====== FRAGMENTO DEL TEXTO ======
Mientras tocábamos guitarra, el domingo llegó sin anunciarse, entró con sigilo, aprovechando esa larga noche que tienen mis sábados.

Eran las cero horas con quince minutos, Beto me mostraba por enésima vez cómo hacer un ejercicio en la guitarra, en mucho me recordó esa jornada mi vida antes de graduarme, antes de ser un esclavo con corbata, más concretamente, ese breve pero substancioso lapso de la preparatoria a la universidad, aquellas vacaciones que se prolongaron en el tiempo, cuando las únicas preocupaciones verdaderas eran el viernes, la fiesta del sábado y el desnivel de Molina; de cuando escribía historias de bares, fiestas, drogas y sexo, queriendo imitar a Irvine Welsh, uno de mis autores favoritos. El pasado, cuando me debatía entre ser estrella de rock o de la patineta, los días en que el mundo realmente me perteneció.
====== LISTADO DE DATOS ======
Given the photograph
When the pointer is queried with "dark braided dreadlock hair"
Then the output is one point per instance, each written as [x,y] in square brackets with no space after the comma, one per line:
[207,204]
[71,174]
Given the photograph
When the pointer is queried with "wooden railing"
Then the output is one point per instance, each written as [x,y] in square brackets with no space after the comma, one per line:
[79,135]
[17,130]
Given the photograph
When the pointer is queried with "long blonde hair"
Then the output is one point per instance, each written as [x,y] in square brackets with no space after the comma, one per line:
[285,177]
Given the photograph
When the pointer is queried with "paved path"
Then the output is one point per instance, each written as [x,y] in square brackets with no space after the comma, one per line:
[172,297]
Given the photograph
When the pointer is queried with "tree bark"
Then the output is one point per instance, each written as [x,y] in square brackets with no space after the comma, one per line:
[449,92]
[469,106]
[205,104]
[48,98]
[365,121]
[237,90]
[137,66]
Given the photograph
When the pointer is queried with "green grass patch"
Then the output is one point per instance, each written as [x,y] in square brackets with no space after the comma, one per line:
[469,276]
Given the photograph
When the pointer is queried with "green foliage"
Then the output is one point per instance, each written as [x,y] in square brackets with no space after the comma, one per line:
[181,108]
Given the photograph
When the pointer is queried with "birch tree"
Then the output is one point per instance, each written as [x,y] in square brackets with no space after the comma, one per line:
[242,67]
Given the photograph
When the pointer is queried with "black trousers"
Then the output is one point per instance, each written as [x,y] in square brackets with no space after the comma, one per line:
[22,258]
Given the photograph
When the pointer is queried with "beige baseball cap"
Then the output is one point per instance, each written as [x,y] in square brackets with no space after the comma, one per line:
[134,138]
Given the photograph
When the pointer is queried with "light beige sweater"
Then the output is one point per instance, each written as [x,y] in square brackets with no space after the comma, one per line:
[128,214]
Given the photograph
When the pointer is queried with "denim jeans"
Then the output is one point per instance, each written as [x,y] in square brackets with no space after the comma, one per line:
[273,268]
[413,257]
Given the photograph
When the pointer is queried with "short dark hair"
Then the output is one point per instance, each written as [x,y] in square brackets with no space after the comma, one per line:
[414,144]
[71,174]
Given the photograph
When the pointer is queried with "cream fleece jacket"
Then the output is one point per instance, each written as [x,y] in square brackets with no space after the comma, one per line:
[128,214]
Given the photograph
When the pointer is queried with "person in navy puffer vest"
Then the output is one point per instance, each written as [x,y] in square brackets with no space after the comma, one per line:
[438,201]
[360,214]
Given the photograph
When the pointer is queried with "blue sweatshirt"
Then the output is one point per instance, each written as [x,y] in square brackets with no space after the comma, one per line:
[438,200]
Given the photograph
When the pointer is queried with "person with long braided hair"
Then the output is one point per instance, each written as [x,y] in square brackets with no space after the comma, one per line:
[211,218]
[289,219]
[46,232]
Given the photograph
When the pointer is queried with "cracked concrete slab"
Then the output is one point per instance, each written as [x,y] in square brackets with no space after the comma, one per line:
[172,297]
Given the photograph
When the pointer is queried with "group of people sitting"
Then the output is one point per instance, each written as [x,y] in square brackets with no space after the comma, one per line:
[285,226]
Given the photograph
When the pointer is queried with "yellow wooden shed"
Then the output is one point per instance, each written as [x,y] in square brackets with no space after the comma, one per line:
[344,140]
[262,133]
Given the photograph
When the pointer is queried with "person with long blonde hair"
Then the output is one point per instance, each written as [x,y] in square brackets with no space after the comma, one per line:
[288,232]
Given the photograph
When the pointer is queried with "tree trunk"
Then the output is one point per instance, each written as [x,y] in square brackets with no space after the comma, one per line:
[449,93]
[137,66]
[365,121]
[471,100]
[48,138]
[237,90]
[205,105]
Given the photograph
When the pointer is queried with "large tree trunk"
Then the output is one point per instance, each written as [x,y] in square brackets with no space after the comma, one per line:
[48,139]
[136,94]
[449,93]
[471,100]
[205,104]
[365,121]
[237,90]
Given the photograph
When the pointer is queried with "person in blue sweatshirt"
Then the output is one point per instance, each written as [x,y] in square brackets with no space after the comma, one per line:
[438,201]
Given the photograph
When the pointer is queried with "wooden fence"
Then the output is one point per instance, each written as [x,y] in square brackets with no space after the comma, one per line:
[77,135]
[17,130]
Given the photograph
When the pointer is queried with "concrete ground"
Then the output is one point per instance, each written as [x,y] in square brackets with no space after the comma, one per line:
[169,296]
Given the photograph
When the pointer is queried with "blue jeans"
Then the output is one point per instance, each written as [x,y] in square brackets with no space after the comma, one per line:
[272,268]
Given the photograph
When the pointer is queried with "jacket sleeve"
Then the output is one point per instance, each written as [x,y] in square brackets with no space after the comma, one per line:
======
◆ **POR HACER**:
1 – En el fragmento, ¿a qué autor se menciona como uno de los favoritos de quien narra?
2 – Cambia "guitarra" por "batería" en el fragmento y escribe de nuevo el trozo que va desde "Mientras tocábamos guitarra, el" hasta "realmente me perteneció.", ambos incluidos.

◆ **RESPUESTAS ESPERADAS**:
1 – A Irvine Welsh.

2 –
Mientras tocábamos batería, el domingo llegó sin anunciarse, entró con sigilo, aprovechando esa larga noche que tienen mis sábados.

Eran las cero horas con quince minutos, Beto me mostraba por enésima vez cómo hacer un ejercicio en la batería, en mucho me recordó esa jornada mi vida antes de graduarme, antes de ser un esclavo con corbata, más concretamente, ese breve pero substancioso lapso de la preparatoria a la universidad, aquellas vacaciones que se prolongaron en el tiempo, cuando las únicas preocupaciones verdaderas eran el viernes, la fiesta del sábado y el desnivel de Molina; de cuando escribía historias de bares, fiestas, drogas y sexo, queriendo imitar a Irvine Welsh, uno de mis autores favoritos. El pasado, cuando me debatía entre ser estrella de rock o de la patineta, los días en que el mundo realmente me perteneció.